### Source document
They are also the newest (2017) addition to The International Cloud Atlas, which is the bible of cloud classification, published by the World Meteorological Organization in Geneva.

Thank you, WMO, but the credit really goes to the CAS (Cloud Appreciation Society — but you know that by now, don’t you). It launched a campaign for recognition back in the mid-first decade of this century, and just never let up.

 

Frozen Moments

7 December 2018 – It began one crisp sunny morning, the aftermath of a night that dipped below zero. I was back at VanDusen Botanical Garden, daytime, no sparkling Festival lights — just sparkling ice-skin on the lakes and ponds.

So slight a skin, it’s barely there.

As if the water itself were frowning in surprise, frozen with amazement.

Cypress Pond holds its breath.

Everything glitters …

but nothing moves.

### Listed records
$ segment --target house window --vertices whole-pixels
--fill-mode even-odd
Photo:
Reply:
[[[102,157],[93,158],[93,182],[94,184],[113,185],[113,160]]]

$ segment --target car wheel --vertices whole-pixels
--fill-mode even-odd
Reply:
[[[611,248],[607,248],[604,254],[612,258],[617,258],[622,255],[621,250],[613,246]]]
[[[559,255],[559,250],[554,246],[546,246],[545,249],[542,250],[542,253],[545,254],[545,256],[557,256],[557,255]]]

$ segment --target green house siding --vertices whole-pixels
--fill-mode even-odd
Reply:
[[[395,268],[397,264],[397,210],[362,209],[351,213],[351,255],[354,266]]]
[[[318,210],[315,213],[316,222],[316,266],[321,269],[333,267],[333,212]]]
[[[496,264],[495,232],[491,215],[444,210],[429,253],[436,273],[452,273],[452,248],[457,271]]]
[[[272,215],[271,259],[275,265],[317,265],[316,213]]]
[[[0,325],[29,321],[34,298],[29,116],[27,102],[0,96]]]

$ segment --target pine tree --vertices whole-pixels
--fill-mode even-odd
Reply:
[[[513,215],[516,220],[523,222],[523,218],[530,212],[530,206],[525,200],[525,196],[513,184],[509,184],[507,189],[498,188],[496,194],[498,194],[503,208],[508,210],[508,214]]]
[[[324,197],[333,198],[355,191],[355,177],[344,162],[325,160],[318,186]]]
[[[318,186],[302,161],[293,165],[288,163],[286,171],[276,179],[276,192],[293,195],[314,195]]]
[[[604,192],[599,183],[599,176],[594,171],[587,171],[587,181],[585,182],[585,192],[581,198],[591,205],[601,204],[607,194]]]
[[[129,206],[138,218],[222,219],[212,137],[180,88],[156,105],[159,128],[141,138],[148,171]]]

...

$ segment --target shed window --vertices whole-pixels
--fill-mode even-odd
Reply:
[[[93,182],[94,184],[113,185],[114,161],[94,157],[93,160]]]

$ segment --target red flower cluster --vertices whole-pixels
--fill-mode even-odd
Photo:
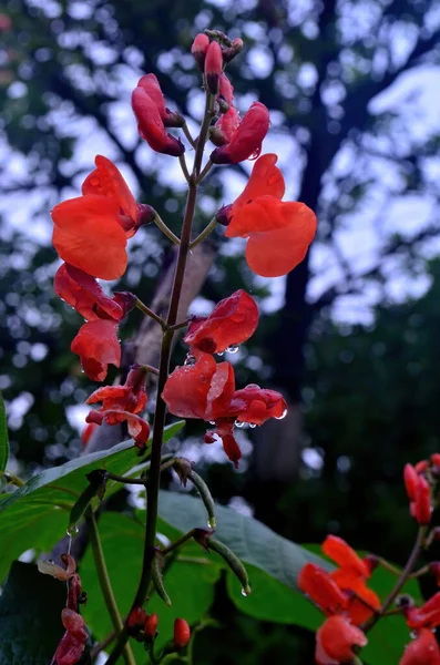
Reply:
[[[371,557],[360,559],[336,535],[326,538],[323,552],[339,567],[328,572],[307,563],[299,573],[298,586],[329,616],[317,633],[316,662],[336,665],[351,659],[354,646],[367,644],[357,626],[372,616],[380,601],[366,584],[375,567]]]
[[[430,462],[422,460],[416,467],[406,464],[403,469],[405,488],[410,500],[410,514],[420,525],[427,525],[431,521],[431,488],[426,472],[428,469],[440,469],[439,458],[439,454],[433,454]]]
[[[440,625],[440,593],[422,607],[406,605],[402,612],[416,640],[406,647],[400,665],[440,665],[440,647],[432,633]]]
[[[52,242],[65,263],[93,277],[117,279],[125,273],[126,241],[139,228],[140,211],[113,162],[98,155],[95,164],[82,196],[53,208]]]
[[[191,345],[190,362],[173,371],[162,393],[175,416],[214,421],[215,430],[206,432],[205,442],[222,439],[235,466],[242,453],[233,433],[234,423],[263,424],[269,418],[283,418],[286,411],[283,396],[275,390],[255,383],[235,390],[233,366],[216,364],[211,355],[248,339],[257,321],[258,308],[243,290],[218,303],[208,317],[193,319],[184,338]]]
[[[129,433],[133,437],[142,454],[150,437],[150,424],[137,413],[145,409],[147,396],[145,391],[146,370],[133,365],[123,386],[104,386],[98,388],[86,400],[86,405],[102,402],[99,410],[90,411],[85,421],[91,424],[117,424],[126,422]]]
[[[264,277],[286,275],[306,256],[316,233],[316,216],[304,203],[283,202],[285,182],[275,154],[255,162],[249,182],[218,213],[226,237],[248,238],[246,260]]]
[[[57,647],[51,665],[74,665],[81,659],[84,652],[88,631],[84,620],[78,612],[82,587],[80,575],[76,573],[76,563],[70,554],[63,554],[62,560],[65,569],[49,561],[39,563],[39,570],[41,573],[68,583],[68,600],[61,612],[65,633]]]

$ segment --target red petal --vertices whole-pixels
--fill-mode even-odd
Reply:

### Instructions
[1] Return, word for word, the part of the blog excerpt that opens with the words containing "Frozen Moments" and closes with "but nothing moves.".
[2] According to the blog excerpt, which organization publishes The International Cloud Atlas?

### Answers for this exercise
[1]
Frozen Moments

7 December 2018 – It began one crisp sunny morning, the aftermath of a night that dipped below zero. I was back at VanDusen Botanical Garden, daytime, no sparkling Festival lights — just sparkling ice-skin on the lakes and ponds.

So slight a skin, it’s barely there.

As if the water itself were frowning in surprise, frozen with amazement.

Cypress Pond holds its breath.

Everything glitters …

but nothing moves.

[2] The World Meteorological Organization in Geneva.